REQUIREMENT →
Take the material below and write it all out again exactly.

RECORDS FOR THE TASK →
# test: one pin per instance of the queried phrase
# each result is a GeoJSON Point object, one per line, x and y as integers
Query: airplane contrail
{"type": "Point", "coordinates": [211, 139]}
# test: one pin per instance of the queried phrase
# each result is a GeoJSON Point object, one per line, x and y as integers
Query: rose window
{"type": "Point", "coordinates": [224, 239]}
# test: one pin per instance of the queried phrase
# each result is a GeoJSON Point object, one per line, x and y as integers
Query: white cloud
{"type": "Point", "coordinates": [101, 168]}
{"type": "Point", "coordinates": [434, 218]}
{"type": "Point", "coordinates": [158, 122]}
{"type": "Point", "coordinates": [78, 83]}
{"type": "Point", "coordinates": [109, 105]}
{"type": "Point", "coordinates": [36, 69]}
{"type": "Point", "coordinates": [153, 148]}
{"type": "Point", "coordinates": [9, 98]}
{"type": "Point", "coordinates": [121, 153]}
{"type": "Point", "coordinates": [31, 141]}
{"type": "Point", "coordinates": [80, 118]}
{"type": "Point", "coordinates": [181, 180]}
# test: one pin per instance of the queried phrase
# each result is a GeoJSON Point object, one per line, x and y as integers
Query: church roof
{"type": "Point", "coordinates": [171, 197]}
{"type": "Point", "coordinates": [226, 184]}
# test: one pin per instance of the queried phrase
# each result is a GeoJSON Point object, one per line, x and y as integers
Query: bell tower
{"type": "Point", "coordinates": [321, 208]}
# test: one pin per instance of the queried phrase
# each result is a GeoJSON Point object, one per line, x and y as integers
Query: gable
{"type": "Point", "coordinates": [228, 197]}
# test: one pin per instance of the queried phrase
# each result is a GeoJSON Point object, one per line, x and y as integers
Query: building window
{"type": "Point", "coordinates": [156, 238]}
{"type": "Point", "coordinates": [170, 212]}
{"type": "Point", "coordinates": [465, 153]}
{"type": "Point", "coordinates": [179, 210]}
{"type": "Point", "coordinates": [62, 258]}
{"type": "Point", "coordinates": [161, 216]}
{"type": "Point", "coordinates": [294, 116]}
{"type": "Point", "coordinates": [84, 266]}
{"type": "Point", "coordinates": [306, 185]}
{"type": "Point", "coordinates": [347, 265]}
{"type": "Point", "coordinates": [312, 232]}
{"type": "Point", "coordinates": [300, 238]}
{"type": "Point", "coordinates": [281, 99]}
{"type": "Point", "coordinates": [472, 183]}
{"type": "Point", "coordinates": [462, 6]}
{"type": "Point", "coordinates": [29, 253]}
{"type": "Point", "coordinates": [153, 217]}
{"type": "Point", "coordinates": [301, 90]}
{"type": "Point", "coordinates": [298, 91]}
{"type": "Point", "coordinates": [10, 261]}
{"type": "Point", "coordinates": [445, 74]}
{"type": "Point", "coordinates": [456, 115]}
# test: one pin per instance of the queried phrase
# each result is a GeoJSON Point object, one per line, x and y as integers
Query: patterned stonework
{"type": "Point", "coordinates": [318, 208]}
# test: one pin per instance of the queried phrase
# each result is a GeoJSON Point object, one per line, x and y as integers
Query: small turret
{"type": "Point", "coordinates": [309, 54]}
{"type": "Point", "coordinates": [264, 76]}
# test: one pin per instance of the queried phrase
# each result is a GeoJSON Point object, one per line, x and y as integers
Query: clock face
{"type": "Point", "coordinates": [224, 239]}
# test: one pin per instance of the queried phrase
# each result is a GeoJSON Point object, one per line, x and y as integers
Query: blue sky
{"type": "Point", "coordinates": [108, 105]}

EXPECTED ANSWER →
# test: one pin per instance of the queried phrase
# each result is a GeoJSON Point object, one per line, x and y as integers
Query: airplane contrail
{"type": "Point", "coordinates": [211, 139]}
# test: one pin per instance of the queried phrase
# each result is a GeoJSON Point object, one per line, x and y as integers
Query: rose window
{"type": "Point", "coordinates": [224, 239]}
# test: one pin per instance of the queried phrase
# each result is a GeoJSON Point object, one per line, x and y as integers
Query: white cloud
{"type": "Point", "coordinates": [101, 168]}
{"type": "Point", "coordinates": [434, 218]}
{"type": "Point", "coordinates": [158, 122]}
{"type": "Point", "coordinates": [78, 83]}
{"type": "Point", "coordinates": [109, 105]}
{"type": "Point", "coordinates": [36, 69]}
{"type": "Point", "coordinates": [153, 148]}
{"type": "Point", "coordinates": [9, 98]}
{"type": "Point", "coordinates": [121, 153]}
{"type": "Point", "coordinates": [31, 141]}
{"type": "Point", "coordinates": [80, 118]}
{"type": "Point", "coordinates": [181, 180]}
# test: one pin per instance of the queried phrase
# each result is a GeoJSON Point object, one per line, x and y as integers
Query: church roof
{"type": "Point", "coordinates": [171, 197]}
{"type": "Point", "coordinates": [226, 184]}
# test: one pin per instance of the queried phrase
# each result is a GeoJSON Point object, one per line, x and y as integers
Query: bell tower
{"type": "Point", "coordinates": [321, 208]}
# test: one pin per instance of the queried phrase
# each result is a GeoJSON Point object, one per line, x and y as integers
Query: gable
{"type": "Point", "coordinates": [228, 197]}
# test: one pin per instance of the queried phrase
# each result is a GeoJSON Point object, one per line, x and y as integers
Query: building window
{"type": "Point", "coordinates": [156, 238]}
{"type": "Point", "coordinates": [170, 212]}
{"type": "Point", "coordinates": [465, 153]}
{"type": "Point", "coordinates": [179, 210]}
{"type": "Point", "coordinates": [62, 258]}
{"type": "Point", "coordinates": [161, 216]}
{"type": "Point", "coordinates": [294, 116]}
{"type": "Point", "coordinates": [84, 266]}
{"type": "Point", "coordinates": [306, 185]}
{"type": "Point", "coordinates": [347, 265]}
{"type": "Point", "coordinates": [312, 232]}
{"type": "Point", "coordinates": [300, 238]}
{"type": "Point", "coordinates": [281, 99]}
{"type": "Point", "coordinates": [472, 183]}
{"type": "Point", "coordinates": [462, 6]}
{"type": "Point", "coordinates": [29, 253]}
{"type": "Point", "coordinates": [153, 217]}
{"type": "Point", "coordinates": [301, 90]}
{"type": "Point", "coordinates": [298, 91]}
{"type": "Point", "coordinates": [10, 261]}
{"type": "Point", "coordinates": [445, 74]}
{"type": "Point", "coordinates": [456, 115]}
# test: one pin per instance of the queried phrase
# each result is a GeoJSON Point object, one per line, x and y as integers
Query: patterned stonework
{"type": "Point", "coordinates": [318, 208]}
# test: one pin per instance of the queried phrase
# each result is a GeoJSON Point object, one per line, x and y as integers
Query: small turret
{"type": "Point", "coordinates": [309, 54]}
{"type": "Point", "coordinates": [264, 76]}
# test: one pin per instance of the queried phrase
# each result is a GeoJSON Point object, one per line, x and y as integers
Query: clock face
{"type": "Point", "coordinates": [224, 239]}
# test: one pin per instance of the queried phrase
# each result is a GeoJSON Point object, one per line, x and y as integers
Query: blue sky
{"type": "Point", "coordinates": [108, 105]}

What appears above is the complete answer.